[Given exercise]: Transcribe the entries below exactly; leave every image out.

[Records from a data collection]:
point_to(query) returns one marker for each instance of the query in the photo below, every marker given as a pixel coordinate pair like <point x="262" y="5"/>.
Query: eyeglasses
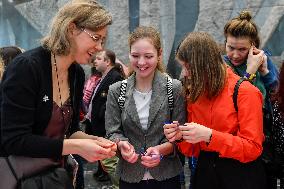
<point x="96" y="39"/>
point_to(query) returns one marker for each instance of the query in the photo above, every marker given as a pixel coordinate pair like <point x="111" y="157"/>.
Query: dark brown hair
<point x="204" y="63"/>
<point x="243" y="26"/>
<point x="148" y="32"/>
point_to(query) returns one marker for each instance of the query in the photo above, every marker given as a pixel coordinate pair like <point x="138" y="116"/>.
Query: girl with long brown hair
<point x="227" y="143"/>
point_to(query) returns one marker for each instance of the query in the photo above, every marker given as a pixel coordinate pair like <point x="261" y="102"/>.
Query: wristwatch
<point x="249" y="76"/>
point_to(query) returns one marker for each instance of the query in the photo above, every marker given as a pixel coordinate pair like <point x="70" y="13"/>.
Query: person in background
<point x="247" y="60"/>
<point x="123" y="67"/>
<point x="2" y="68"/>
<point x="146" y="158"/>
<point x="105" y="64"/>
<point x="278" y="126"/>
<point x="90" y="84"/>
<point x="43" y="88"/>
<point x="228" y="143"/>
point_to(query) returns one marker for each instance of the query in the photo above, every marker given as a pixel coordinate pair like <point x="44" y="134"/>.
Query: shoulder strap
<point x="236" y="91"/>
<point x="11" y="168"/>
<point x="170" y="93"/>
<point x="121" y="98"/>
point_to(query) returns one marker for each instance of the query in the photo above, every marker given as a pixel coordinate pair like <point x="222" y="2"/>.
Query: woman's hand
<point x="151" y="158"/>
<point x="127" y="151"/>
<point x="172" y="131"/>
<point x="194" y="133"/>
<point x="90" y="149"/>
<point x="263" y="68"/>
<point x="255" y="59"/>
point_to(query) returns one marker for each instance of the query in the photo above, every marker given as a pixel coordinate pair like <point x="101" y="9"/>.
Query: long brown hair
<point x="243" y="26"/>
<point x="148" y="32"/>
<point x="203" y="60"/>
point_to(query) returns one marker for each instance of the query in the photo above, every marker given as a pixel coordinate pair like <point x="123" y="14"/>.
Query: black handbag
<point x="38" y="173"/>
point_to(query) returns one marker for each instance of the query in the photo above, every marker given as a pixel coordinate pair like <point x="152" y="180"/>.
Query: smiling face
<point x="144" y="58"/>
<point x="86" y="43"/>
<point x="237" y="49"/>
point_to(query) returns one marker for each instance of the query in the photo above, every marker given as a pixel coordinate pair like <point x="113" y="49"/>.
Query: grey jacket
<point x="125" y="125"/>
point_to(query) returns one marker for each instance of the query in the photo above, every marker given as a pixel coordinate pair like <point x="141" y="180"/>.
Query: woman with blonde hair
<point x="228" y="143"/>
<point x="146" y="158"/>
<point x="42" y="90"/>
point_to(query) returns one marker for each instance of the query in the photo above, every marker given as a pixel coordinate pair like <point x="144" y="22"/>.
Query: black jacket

[Task output]:
point_to(query) returns one marker for each instance of the query in the photo below, every marker given as a pixel coordinate pair like <point x="262" y="5"/>.
Query: eyeglasses
<point x="96" y="39"/>
point_to(query) returns one marker for each instance of the query in the photo above, every marker given as a pixel coordinate pair like <point x="111" y="157"/>.
Query: dark brown hair
<point x="204" y="63"/>
<point x="243" y="26"/>
<point x="148" y="32"/>
point_to(query) returns one marker for each instance of the query in the photo above, every marker given as a pixel coordinate pair like <point x="138" y="116"/>.
Query: girl with long brown hair
<point x="227" y="143"/>
point_to(query) returns one marker for each instance of the query in the photo above, every marker given as a pixel coordinate pair like <point x="261" y="102"/>.
Query: wristwatch
<point x="249" y="76"/>
point_to(query) returns one marker for each instance of the query in the photo above, every marker given as a pixel coordinate pair like <point x="70" y="13"/>.
Query: person in background
<point x="247" y="60"/>
<point x="123" y="67"/>
<point x="2" y="68"/>
<point x="146" y="158"/>
<point x="105" y="64"/>
<point x="278" y="126"/>
<point x="90" y="84"/>
<point x="43" y="88"/>
<point x="228" y="143"/>
point_to(query) returns one marker for each instance of the query in the photo above, every marker given as a pixel coordinate pair like <point x="44" y="134"/>.
Query: shoulder strap
<point x="236" y="91"/>
<point x="11" y="168"/>
<point x="170" y="93"/>
<point x="121" y="98"/>
point_to(query) returns one marker for each instance of the query in the photo above, every marker given as a pixel coordinate pair like <point x="222" y="2"/>.
Query: woman's hand
<point x="151" y="158"/>
<point x="127" y="151"/>
<point x="172" y="131"/>
<point x="194" y="133"/>
<point x="90" y="149"/>
<point x="263" y="68"/>
<point x="255" y="59"/>
point_to(query) returns one marker for each instance of the query in the photo above, every marker given as a pixel coordinate pair like <point x="101" y="9"/>.
Query: long brown hair
<point x="243" y="26"/>
<point x="148" y="32"/>
<point x="203" y="60"/>
point_to(query) returns one marker for each instance of the query in the photo above, every marker given as a pixel coordinate pair like <point x="123" y="14"/>.
Query: black handbag
<point x="38" y="173"/>
point_to(query) returns one marker for each instance of the query in the photo above, every marker given as a pixel coordinate pair like <point x="152" y="180"/>.
Query: smiling face
<point x="144" y="58"/>
<point x="86" y="43"/>
<point x="237" y="49"/>
point_to(query) returns one marker for each instance of the query in the photo above, every marker given as a pixel coordinate pair like <point x="113" y="49"/>.
Query: grey jacket
<point x="125" y="125"/>
point_to(query) returns one marker for each instance of the query in the photo above, every marker given as a pixel coordinate pair like <point x="141" y="180"/>.
Query: woman with blonde hair
<point x="228" y="143"/>
<point x="146" y="158"/>
<point x="42" y="90"/>
point_to(query) returns one marker for each instance of the query in the photo above, every marker given as a pixel coordinate pair like <point x="144" y="22"/>.
Query: black jacket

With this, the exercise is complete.